Exercise task.
The records that follow must be reproduced in full, exactly as written.

━━━ Records for processing

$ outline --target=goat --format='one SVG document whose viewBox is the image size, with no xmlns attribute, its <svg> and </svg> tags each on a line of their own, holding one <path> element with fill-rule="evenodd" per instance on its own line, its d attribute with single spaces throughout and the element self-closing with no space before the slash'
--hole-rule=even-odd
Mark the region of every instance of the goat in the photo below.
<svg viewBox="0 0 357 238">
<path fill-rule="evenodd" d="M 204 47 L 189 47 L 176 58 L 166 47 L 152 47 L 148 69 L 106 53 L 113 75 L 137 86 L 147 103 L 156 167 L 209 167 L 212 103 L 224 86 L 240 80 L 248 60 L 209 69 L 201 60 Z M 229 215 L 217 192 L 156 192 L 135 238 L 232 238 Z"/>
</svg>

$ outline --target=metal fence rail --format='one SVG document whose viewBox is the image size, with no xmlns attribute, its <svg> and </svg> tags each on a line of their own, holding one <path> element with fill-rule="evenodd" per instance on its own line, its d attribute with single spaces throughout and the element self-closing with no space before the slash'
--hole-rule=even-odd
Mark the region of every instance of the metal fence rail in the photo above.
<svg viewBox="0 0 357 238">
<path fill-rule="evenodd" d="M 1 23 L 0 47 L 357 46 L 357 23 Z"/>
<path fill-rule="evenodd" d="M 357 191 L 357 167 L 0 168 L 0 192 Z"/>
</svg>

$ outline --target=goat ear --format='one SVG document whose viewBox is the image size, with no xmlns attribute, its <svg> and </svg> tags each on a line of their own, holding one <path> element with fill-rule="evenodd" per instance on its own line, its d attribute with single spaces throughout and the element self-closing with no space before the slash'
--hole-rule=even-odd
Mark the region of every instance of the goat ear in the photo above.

━━━━━━

Solution to the exercise.
$ outline --target=goat --format='one SVG document whose viewBox is the image size, with no xmlns attribute, its <svg> and </svg> tags each on a line of their own, holding one <path> element with fill-rule="evenodd" per instance on its own line, its d attribute with single spaces throughout and the element self-closing with no space before the slash'
--hole-rule=even-odd
Mark the region of every instance of the goat in the photo below.
<svg viewBox="0 0 357 238">
<path fill-rule="evenodd" d="M 204 47 L 189 47 L 176 58 L 166 47 L 152 47 L 148 69 L 106 53 L 113 75 L 137 86 L 147 103 L 156 167 L 209 167 L 212 103 L 224 86 L 240 80 L 248 60 L 209 69 L 201 60 Z M 229 215 L 217 192 L 156 192 L 135 238 L 232 238 Z"/>
</svg>

$ outline --target=metal fence rail --format='one SVG document whose viewBox is the image size, with no xmlns attribute, its <svg> and </svg> tags each on a line of their own, holding one <path> element with fill-rule="evenodd" per instance on its own line, its d attribute with single spaces throughout and the element self-closing with no space before the slash'
--hole-rule=even-odd
Mark the region of every instance of the metal fence rail in the photo above.
<svg viewBox="0 0 357 238">
<path fill-rule="evenodd" d="M 1 23 L 0 47 L 357 46 L 357 23 Z"/>
<path fill-rule="evenodd" d="M 357 191 L 357 167 L 0 168 L 0 192 Z"/>
</svg>

$ outline --target=goat ear --format='one SVG document whose viewBox is the image size, with no xmlns attribute, its <svg> and </svg> tags each on a line of their own, holding one <path> element with fill-rule="evenodd" per instance on its own line, its d attribute with single spaces throughout and the element self-closing with no space before the slash'
--hole-rule=even-odd
Mark the region of every instance of the goat ear in the photo above.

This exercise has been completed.